### PROBLEM DETAILS
A verbatim transcript of the data below is required, images omitted.

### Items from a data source
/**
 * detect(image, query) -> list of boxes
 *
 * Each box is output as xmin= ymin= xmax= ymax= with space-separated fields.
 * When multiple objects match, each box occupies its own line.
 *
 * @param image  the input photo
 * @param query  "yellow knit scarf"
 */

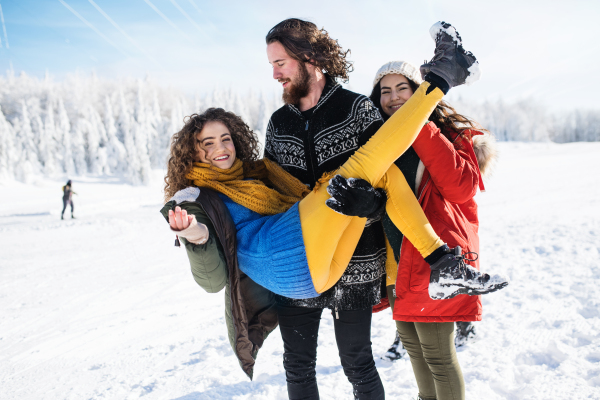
xmin=186 ymin=158 xmax=311 ymax=216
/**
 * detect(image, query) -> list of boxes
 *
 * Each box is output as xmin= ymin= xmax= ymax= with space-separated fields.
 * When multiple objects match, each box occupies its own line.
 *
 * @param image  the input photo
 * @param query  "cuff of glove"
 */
xmin=171 ymin=215 xmax=209 ymax=244
xmin=366 ymin=188 xmax=387 ymax=220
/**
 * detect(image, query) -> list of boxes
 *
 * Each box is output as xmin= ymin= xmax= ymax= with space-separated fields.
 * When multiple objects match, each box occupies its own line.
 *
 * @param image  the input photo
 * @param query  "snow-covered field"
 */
xmin=1 ymin=142 xmax=600 ymax=400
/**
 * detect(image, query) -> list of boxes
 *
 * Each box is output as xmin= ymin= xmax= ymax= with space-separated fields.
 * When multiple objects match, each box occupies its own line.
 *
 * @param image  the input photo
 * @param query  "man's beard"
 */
xmin=282 ymin=62 xmax=311 ymax=105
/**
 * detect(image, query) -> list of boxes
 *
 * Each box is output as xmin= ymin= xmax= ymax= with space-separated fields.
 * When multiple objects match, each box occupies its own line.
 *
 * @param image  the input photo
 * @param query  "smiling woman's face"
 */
xmin=379 ymin=74 xmax=415 ymax=117
xmin=195 ymin=121 xmax=237 ymax=169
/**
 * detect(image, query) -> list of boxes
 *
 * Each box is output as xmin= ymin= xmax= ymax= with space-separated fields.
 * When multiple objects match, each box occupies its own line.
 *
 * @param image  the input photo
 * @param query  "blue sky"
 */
xmin=0 ymin=0 xmax=598 ymax=110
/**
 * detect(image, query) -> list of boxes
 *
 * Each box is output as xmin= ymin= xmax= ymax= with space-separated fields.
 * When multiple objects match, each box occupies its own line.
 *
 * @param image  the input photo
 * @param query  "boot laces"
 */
xmin=453 ymin=251 xmax=483 ymax=281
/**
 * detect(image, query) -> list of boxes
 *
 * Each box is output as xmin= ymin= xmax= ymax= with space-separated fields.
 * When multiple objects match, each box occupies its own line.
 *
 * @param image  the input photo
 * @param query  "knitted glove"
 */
xmin=171 ymin=215 xmax=210 ymax=245
xmin=325 ymin=175 xmax=387 ymax=219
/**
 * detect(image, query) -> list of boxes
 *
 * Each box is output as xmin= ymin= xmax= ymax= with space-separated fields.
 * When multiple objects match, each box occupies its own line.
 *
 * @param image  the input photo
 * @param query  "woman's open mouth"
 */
xmin=214 ymin=155 xmax=230 ymax=161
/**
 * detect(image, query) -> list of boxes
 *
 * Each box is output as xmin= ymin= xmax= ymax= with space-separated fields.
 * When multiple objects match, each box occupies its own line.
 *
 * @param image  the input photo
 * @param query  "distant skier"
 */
xmin=61 ymin=180 xmax=76 ymax=219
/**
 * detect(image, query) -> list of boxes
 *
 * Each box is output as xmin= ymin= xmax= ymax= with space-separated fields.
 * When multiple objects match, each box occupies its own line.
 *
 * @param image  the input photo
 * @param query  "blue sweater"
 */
xmin=219 ymin=194 xmax=319 ymax=299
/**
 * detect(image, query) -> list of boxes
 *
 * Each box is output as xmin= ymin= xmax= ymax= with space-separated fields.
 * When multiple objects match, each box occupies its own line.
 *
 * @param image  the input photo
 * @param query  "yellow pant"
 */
xmin=299 ymin=82 xmax=445 ymax=293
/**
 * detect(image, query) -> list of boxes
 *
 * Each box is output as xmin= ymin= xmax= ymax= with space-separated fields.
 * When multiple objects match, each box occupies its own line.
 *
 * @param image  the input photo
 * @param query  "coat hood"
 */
xmin=472 ymin=132 xmax=498 ymax=179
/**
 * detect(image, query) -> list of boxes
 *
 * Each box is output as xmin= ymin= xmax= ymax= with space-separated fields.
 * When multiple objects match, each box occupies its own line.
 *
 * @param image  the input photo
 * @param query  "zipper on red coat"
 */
xmin=418 ymin=177 xmax=430 ymax=202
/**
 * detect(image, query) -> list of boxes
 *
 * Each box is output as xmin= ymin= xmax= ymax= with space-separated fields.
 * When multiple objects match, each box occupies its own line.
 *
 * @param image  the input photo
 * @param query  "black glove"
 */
xmin=325 ymin=175 xmax=387 ymax=219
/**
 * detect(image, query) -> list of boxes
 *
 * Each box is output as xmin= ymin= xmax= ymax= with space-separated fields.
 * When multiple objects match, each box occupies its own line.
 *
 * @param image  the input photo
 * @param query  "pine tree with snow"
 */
xmin=43 ymin=97 xmax=59 ymax=175
xmin=103 ymin=95 xmax=126 ymax=174
xmin=118 ymin=90 xmax=140 ymax=184
xmin=0 ymin=105 xmax=16 ymax=179
xmin=71 ymin=119 xmax=87 ymax=175
xmin=57 ymin=97 xmax=75 ymax=176
xmin=15 ymin=100 xmax=41 ymax=182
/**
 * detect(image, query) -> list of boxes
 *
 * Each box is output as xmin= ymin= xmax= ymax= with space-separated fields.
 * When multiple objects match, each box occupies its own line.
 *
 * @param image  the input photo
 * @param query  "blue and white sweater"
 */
xmin=219 ymin=194 xmax=319 ymax=299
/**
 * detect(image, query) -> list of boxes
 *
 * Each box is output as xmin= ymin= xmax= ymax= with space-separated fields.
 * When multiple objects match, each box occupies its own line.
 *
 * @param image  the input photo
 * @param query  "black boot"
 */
xmin=455 ymin=321 xmax=476 ymax=348
xmin=420 ymin=21 xmax=480 ymax=89
xmin=382 ymin=331 xmax=406 ymax=361
xmin=429 ymin=246 xmax=509 ymax=300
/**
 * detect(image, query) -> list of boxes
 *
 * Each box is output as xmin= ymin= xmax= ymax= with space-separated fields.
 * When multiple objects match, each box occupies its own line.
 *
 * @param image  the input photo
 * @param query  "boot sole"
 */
xmin=429 ymin=280 xmax=509 ymax=300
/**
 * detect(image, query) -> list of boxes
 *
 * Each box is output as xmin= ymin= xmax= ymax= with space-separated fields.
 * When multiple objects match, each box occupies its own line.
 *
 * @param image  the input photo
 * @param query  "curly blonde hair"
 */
xmin=266 ymin=18 xmax=353 ymax=83
xmin=163 ymin=108 xmax=261 ymax=202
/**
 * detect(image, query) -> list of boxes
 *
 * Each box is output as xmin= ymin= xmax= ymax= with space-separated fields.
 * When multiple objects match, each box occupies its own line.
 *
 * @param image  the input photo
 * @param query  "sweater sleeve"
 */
xmin=412 ymin=123 xmax=480 ymax=204
xmin=263 ymin=118 xmax=277 ymax=163
xmin=357 ymin=97 xmax=385 ymax=147
xmin=222 ymin=199 xmax=319 ymax=299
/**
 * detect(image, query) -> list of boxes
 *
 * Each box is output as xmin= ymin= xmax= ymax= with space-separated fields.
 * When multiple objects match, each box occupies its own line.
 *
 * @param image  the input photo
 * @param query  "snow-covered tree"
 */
xmin=0 ymin=105 xmax=16 ymax=179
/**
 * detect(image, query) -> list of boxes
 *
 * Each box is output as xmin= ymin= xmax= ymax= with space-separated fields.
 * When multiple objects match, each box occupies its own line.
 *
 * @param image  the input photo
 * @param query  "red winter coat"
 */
xmin=393 ymin=122 xmax=490 ymax=323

### OUTPUT BELOW
/**
 * detect(image, query) -> list of boxes
 *
 * Each box is output as xmin= ymin= xmax= ymax= with space-separated fields.
 * When multiple objects match, each box occupies its own line.
 *
 * @param image  the input photo
 * @param query  "yellow knit scarf"
 */

xmin=186 ymin=158 xmax=311 ymax=216
/**
 * detect(image, query) -> list of boxes
 *
 * Each box is output as xmin= ymin= xmax= ymax= with space-separated fields.
 * When multiple objects match, each box occupies its own line.
 *
 * @param image  the input photo
 * @param query  "cuff of glove"
 */
xmin=171 ymin=215 xmax=209 ymax=244
xmin=366 ymin=188 xmax=387 ymax=220
/**
 * detect(image, query) -> list of boxes
 *
 * Each box is output as xmin= ymin= xmax= ymax= with space-separated fields.
 * When multiple objects match, each box occupies its own line.
 *
 * @param image  the input photo
 * @param query  "snow-covered field"
 */
xmin=1 ymin=142 xmax=600 ymax=400
/**
 * detect(image, query) -> list of boxes
 *
 * Each box is output as xmin= ymin= xmax= ymax= with space-separated fields.
 * When multiple objects match, each box occupies its own line.
 *
 * @param image  the input photo
 * @param query  "man's beard"
 */
xmin=282 ymin=62 xmax=311 ymax=105
/**
 * detect(image, query) -> list of boxes
 *
 * Each box is output as xmin= ymin= xmax= ymax= with space-separated fields.
 * When multiple objects match, each box occupies its own line.
 *
 * @param image  the input photo
 * @param query  "smiling woman's face"
 */
xmin=379 ymin=74 xmax=415 ymax=117
xmin=195 ymin=121 xmax=237 ymax=169
/**
 * detect(image, query) -> list of boxes
 *
 * Each box is output as xmin= ymin= xmax= ymax= with space-separated fields.
 * When multiple objects match, each box occupies its own line.
 *
 * @param image  the input photo
 * @param query  "blue sky"
 */
xmin=0 ymin=0 xmax=598 ymax=110
/**
 * detect(image, query) -> list of boxes
 *
 * Each box is output as xmin= ymin= xmax= ymax= with space-separated fields.
 * When multiple objects match, each box occupies its own line.
 *
 * @param image  the input photo
 * @param query  "boot laces"
 */
xmin=453 ymin=251 xmax=483 ymax=281
/**
 * detect(image, query) -> list of boxes
 *
 * Each box is output as xmin= ymin= xmax= ymax= with space-separated fields.
 * When multiple objects match, each box occupies its own line.
 *
 * @param image  the input photo
 * @param query  "knitted glove"
 */
xmin=171 ymin=215 xmax=210 ymax=245
xmin=325 ymin=175 xmax=387 ymax=219
/**
 * detect(image, query) -> list of boxes
 *
 * Each box is output as xmin= ymin= xmax= ymax= with space-separated fields.
 * When multiple objects match, each box occupies its own line.
 *
 * @param image  the input photo
 * @param query  "woman's open mouth"
 */
xmin=214 ymin=155 xmax=230 ymax=161
/**
 * detect(image, query) -> list of boxes
 *
 * Each box is output as xmin= ymin= xmax= ymax= with space-separated fields.
 * When multiple objects match, each box occupies its own line.
 *
 * @param image  the input photo
 * @param query  "distant skier"
 */
xmin=61 ymin=180 xmax=76 ymax=219
/**
 * detect(image, query) -> list of boxes
 *
 * Each box is output as xmin= ymin= xmax= ymax= with space-separated fields.
 * When multiple objects match, each box occupies its own line.
 *
 * @param image  the input photo
 * @param query  "blue sweater"
 */
xmin=219 ymin=194 xmax=319 ymax=299
/**
 * detect(image, query) -> list of boxes
 *
 * Each box is output as xmin= ymin= xmax= ymax= with space-separated fields.
 * When multiple objects match, each box occupies its own line.
 *
 * @param image  the input photo
 * @param query  "yellow pant"
 */
xmin=299 ymin=82 xmax=445 ymax=293
/**
 * detect(image, query) -> list of boxes
 *
 * Each box is output as xmin= ymin= xmax= ymax= with space-separated fields.
 * When multiple objects match, each box occupies its own line.
 *
 * @param image  the input photo
 * @param query  "coat hood"
 */
xmin=472 ymin=132 xmax=498 ymax=179
/**
 * detect(image, query) -> list of boxes
 *
 * Each box is output as xmin= ymin= xmax= ymax= with space-separated fields.
 * When multiple objects match, each box occupies its own line.
 *
 * @param image  the input photo
 * @param query  "zipper on red coat"
 */
xmin=418 ymin=177 xmax=430 ymax=202
/**
 * detect(image, query) -> list of boxes
 *
 * Each box is output as xmin= ymin= xmax= ymax= with space-separated fields.
 * When multiple objects match, each box occupies its own line.
 *
 * @param image  the input photo
 * @param query  "black glove"
 */
xmin=325 ymin=175 xmax=387 ymax=219
/**
 * detect(image, query) -> list of boxes
 *
 * Each box is output as xmin= ymin= xmax= ymax= with space-separated fields.
 * When multiple objects match, each box occupies its own line.
 *
 * @param image  the input photo
 * @param query  "pine tree with snow"
 */
xmin=43 ymin=97 xmax=59 ymax=175
xmin=103 ymin=95 xmax=126 ymax=174
xmin=118 ymin=90 xmax=140 ymax=184
xmin=0 ymin=105 xmax=16 ymax=179
xmin=71 ymin=119 xmax=87 ymax=175
xmin=57 ymin=97 xmax=75 ymax=176
xmin=15 ymin=100 xmax=41 ymax=182
/**
 * detect(image, query) -> list of boxes
 *
 * Each box is output as xmin= ymin= xmax= ymax= with space-separated fields.
 * When multiple objects match, each box occupies its own line.
 *
 * @param image  the input photo
 * @param query  "blue and white sweater"
 */
xmin=219 ymin=194 xmax=319 ymax=299
/**
 * detect(image, query) -> list of boxes
 *
 * Each box is output as xmin= ymin= xmax= ymax= with space-separated fields.
 * When multiple objects match, each box occupies its own line.
 *
 * @param image  the input photo
 * @param query  "black boot"
 */
xmin=455 ymin=321 xmax=476 ymax=348
xmin=420 ymin=21 xmax=480 ymax=89
xmin=382 ymin=331 xmax=406 ymax=361
xmin=429 ymin=246 xmax=509 ymax=300
/**
 * detect(image, query) -> list of boxes
 *
 * Each box is output as xmin= ymin= xmax= ymax= with space-separated fields.
 * When multiple objects match, each box occupies its own line.
 *
 * @param image  the input photo
 * @param query  "boot sole"
 */
xmin=429 ymin=280 xmax=509 ymax=300
/**
 * detect(image, query) -> list of boxes
 *
 * Each box is output as xmin= ymin= xmax= ymax= with space-separated fields.
 * When multiple objects match, each box occupies its own line.
 *
 * @param image  the input photo
 * @param query  "curly blonde hair"
 */
xmin=266 ymin=18 xmax=353 ymax=83
xmin=163 ymin=108 xmax=261 ymax=202
/**
 * detect(image, query) -> list of boxes
 *
 * Each box is output as xmin= ymin= xmax= ymax= with space-separated fields.
 * When multiple objects match, each box occupies its own line.
 *
 * @param image  the input photo
 * @param query  "sweater sleeve"
 */
xmin=412 ymin=123 xmax=480 ymax=204
xmin=263 ymin=118 xmax=277 ymax=163
xmin=357 ymin=97 xmax=385 ymax=147
xmin=222 ymin=199 xmax=319 ymax=299
/**
 * detect(image, query) -> list of boxes
 *
 * Each box is output as xmin= ymin= xmax= ymax= with space-separated fields.
 * When multiple objects match, each box occupies its own line.
 *
 * @param image  the input photo
 * @param query  "snow-covered tree"
 */
xmin=0 ymin=105 xmax=16 ymax=179
/**
 * detect(image, query) -> list of boxes
 *
 * Each box is output as xmin= ymin= xmax= ymax= with space-separated fields.
 * When multiple objects match, each box occupies its own line.
 *
 * @param image  the input photo
 * @param query  "red winter coat"
 */
xmin=393 ymin=122 xmax=490 ymax=323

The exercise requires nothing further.